From the entries, copy out every line in which the word "instance" is found.

# Data provided
*** Begin section ***

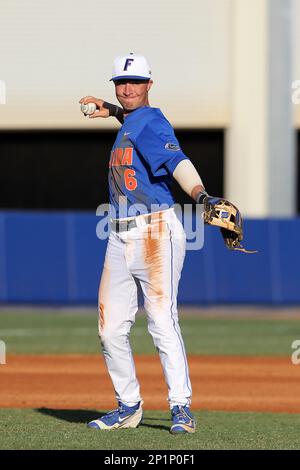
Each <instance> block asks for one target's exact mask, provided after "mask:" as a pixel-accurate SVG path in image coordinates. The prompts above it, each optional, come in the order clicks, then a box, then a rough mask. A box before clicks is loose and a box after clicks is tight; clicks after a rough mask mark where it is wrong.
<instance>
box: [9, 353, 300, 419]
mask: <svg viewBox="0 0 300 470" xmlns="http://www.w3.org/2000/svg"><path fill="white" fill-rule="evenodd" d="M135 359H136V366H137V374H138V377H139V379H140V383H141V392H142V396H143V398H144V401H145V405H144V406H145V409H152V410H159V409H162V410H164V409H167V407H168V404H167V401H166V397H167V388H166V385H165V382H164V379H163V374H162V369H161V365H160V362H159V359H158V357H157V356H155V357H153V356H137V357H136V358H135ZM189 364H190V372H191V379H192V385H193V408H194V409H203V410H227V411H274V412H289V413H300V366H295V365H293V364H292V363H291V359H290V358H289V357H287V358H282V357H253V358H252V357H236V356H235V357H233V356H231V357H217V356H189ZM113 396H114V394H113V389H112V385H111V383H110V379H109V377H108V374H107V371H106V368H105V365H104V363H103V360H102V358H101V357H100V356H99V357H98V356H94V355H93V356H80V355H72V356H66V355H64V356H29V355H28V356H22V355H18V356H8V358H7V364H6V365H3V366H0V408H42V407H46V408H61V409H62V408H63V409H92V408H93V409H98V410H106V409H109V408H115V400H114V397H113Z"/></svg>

*** End section ***
*** Begin section ***

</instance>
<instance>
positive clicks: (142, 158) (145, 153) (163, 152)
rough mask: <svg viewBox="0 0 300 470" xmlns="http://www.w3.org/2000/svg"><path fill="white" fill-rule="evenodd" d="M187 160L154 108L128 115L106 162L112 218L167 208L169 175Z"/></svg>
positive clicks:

*** End section ***

# Response to this exercise
Each <instance> block asks for one target's exact mask, provided after "mask:" as a pixel-accurate SVG path in image coordinates. The prompts above it, each optional, come in the order clicks, then a box, then a rough mask. A box before clicks is loose and a box after clicks is tight; clicks after a rough mask mark where it is wrong.
<instance>
</instance>
<instance>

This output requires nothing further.